2btube: Platform Services And Financial Tools For Spanish-Speaking Creators

The Spanish-speaking digital content market represents 600 million potential viewers across multiple countries, yet when 2btube launched in 2014, this massive audience remained largely underserved by professional creator services.

“We are professionalizing the ecosystem of content creators and focusing on generating views, engagement, and conversion around digital audiences,” says 2btube co-founder and CEO Fabienne Fourquet, who brings experience from traditional media giants like A&E Television Networks and Canal Plus.

What made the Spanish-speaking markets particularly attractive was the natural crossover between audiences across countries. “In terms of Spain and Latin America, there is quite a bit of crossover in terms of the creators because the audiences usually prefer to consume content in Spanish, even if it’s a different Spanish than that of their countries,” she notes. This linguistic commonality, combined with high mobile usage, presented a clear business opportunity that traditional media had not addressed.

Goal a: According to the 2btube article, in what year did 2btube launch?

Listed entries:
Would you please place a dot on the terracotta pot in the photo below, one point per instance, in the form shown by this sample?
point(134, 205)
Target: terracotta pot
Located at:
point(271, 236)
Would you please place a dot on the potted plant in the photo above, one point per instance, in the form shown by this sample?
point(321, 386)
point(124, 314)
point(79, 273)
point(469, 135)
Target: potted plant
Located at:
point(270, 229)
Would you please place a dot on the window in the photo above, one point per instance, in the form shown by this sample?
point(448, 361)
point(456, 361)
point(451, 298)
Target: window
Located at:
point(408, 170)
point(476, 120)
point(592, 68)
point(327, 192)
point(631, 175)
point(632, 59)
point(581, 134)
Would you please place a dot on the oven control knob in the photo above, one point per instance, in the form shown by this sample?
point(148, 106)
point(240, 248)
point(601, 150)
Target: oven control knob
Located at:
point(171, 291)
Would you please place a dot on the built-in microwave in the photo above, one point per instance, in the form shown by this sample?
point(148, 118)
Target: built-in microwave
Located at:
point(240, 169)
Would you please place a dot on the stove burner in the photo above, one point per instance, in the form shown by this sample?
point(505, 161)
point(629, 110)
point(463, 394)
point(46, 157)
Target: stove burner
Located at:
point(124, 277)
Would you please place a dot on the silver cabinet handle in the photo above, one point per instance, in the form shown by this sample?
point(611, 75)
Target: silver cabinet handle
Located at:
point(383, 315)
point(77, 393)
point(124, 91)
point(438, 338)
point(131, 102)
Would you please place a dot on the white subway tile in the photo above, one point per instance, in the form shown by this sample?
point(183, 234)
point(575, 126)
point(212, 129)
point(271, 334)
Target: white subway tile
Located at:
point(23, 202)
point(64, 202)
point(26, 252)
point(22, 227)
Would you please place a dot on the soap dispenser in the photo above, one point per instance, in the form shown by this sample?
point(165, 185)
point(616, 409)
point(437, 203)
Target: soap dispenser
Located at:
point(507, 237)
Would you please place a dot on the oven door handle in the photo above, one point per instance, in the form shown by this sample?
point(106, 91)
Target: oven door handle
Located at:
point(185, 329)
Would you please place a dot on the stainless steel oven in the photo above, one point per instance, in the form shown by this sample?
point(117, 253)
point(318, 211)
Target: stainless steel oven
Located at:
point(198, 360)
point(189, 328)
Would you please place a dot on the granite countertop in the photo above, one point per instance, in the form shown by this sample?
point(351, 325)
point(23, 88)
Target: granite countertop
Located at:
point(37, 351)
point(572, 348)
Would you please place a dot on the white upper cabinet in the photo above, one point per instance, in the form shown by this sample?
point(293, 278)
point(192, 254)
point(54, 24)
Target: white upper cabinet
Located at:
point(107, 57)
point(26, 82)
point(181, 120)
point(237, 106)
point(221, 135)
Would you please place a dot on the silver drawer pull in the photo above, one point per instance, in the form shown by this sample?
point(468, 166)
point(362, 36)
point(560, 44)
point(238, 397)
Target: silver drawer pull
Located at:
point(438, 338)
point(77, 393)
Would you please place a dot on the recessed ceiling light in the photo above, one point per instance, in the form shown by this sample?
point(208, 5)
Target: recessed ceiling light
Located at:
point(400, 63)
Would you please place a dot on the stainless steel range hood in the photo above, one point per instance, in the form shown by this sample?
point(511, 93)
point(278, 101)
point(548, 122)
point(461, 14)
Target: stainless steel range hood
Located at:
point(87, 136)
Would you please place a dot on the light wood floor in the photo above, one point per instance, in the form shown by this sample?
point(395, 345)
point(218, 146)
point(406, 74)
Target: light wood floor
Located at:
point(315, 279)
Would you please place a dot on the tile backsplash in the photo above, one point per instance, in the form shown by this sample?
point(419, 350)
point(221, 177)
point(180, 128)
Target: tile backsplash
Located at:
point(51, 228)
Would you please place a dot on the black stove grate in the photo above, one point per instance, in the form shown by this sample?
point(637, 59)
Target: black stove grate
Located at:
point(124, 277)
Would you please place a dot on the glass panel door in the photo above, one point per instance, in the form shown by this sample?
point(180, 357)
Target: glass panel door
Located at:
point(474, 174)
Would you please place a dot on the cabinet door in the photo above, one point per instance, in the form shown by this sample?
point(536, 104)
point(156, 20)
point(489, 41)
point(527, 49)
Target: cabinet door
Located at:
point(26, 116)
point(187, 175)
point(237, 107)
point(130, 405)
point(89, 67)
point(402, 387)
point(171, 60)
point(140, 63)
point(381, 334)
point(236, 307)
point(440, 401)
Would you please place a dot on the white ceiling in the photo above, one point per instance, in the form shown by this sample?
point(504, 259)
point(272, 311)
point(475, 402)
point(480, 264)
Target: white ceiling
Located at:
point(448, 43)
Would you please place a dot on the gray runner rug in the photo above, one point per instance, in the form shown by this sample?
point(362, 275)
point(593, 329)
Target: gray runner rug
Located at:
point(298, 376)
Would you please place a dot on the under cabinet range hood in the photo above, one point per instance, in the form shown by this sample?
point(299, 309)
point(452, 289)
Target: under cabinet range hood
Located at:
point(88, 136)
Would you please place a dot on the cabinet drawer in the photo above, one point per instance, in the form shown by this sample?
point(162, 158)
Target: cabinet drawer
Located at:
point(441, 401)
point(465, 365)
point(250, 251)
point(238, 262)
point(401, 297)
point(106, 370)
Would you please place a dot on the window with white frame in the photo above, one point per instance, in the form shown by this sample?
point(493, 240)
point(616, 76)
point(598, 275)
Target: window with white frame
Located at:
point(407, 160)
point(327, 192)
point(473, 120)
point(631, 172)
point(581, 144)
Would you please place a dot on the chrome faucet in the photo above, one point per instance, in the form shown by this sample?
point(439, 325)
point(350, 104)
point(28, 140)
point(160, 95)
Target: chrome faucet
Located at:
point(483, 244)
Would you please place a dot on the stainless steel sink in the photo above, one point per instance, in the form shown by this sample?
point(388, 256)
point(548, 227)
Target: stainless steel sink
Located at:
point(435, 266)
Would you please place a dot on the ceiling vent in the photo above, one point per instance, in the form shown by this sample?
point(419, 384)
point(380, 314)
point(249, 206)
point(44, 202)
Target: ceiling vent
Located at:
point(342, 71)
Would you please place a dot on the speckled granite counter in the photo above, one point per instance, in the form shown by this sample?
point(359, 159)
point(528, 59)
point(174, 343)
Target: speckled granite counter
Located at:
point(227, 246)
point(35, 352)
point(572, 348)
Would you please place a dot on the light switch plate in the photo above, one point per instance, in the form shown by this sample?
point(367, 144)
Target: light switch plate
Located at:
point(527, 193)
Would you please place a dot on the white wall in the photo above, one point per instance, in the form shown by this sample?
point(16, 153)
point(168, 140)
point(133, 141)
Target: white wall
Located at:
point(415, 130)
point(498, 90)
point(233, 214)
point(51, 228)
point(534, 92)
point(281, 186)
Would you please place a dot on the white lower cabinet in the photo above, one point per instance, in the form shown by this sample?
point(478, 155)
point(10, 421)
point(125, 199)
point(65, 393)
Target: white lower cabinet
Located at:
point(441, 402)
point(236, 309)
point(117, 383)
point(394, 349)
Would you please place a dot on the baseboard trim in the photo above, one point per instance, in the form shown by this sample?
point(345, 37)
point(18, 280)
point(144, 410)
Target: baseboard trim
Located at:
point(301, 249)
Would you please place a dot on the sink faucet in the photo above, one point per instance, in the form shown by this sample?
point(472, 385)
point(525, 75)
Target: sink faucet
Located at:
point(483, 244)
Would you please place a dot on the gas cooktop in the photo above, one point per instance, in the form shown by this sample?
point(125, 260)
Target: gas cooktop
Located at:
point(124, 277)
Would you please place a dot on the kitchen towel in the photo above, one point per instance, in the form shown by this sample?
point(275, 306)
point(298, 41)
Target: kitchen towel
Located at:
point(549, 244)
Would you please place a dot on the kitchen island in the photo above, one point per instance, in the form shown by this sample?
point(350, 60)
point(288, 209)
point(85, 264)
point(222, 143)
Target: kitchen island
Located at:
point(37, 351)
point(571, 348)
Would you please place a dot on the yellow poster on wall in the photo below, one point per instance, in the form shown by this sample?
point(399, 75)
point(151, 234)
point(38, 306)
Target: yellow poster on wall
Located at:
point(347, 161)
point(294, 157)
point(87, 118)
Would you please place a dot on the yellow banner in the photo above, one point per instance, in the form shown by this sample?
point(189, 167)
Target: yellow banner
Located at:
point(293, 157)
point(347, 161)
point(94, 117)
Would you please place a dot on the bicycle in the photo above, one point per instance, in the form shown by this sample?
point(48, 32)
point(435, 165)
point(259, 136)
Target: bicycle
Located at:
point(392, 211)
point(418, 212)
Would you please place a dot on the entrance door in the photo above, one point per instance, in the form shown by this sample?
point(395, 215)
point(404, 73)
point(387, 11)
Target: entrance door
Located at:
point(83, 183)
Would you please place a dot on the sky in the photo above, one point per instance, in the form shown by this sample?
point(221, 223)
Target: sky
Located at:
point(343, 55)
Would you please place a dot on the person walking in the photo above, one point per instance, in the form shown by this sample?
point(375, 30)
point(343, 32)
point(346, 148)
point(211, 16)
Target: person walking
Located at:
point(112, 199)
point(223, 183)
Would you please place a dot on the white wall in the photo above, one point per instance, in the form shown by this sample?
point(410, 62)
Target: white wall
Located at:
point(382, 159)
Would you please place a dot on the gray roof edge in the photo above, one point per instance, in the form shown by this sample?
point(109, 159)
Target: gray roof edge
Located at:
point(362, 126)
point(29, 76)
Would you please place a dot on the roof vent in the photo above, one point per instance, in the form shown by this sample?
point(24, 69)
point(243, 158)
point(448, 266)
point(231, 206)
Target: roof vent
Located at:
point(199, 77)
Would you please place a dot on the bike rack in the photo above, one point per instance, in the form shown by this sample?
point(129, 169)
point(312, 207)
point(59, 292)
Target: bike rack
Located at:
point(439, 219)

Goal b: From the records, extract the lines starting with the line that contains "Would you please place a dot on the entrance" and going on through the line that contains "point(382, 159)", and copy them without any change.

Final result a: 2014

Final result b:
Would you please place a dot on the entrance door in the photo above, one point per instance, in the form shown by this sample?
point(395, 215)
point(404, 73)
point(387, 11)
Target: entrance door
Located at:
point(83, 183)
Would you please place a dot on the sky in the photo above, one point per instance, in the form shown by this sample?
point(221, 223)
Target: sky
Located at:
point(343, 55)
Would you please place a dot on the person walking in the photo above, one point per instance, in the form shown by this sample?
point(375, 30)
point(343, 32)
point(346, 148)
point(211, 16)
Target: person walking
Located at:
point(112, 199)
point(223, 183)
Would you please place a dot on the white wall in the photo above, one point per instance, in the form shown by this sample?
point(410, 62)
Target: white wall
Located at:
point(382, 159)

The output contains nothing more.